### SHORT TASK
Retype the records word for word, from their first line through the line containing "top-left (61, 150), bottom-right (626, 417)", including both of those lines.

Begin

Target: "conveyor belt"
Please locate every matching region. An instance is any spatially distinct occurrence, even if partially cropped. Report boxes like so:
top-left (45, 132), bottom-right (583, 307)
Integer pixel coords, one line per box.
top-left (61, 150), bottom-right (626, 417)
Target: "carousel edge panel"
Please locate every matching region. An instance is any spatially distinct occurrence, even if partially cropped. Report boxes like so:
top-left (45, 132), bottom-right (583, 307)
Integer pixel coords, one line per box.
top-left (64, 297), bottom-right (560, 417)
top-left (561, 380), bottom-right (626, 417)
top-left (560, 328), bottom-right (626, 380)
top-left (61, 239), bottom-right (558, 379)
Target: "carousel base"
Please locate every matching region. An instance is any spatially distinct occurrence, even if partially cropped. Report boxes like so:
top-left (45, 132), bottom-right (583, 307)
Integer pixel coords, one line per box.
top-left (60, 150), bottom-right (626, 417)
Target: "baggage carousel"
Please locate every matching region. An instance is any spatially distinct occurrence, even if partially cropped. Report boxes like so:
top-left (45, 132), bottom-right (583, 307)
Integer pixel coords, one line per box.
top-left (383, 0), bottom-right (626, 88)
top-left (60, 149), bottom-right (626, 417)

End

### COMPLETE RESPONSE
Target: "conveyor belt"
Please locate every matching region. An instance is any spatially distinct occurrence, even if partially cropped. Report boxes like so:
top-left (45, 132), bottom-right (583, 307)
Integer pixel coords, one line per box.
top-left (61, 150), bottom-right (626, 417)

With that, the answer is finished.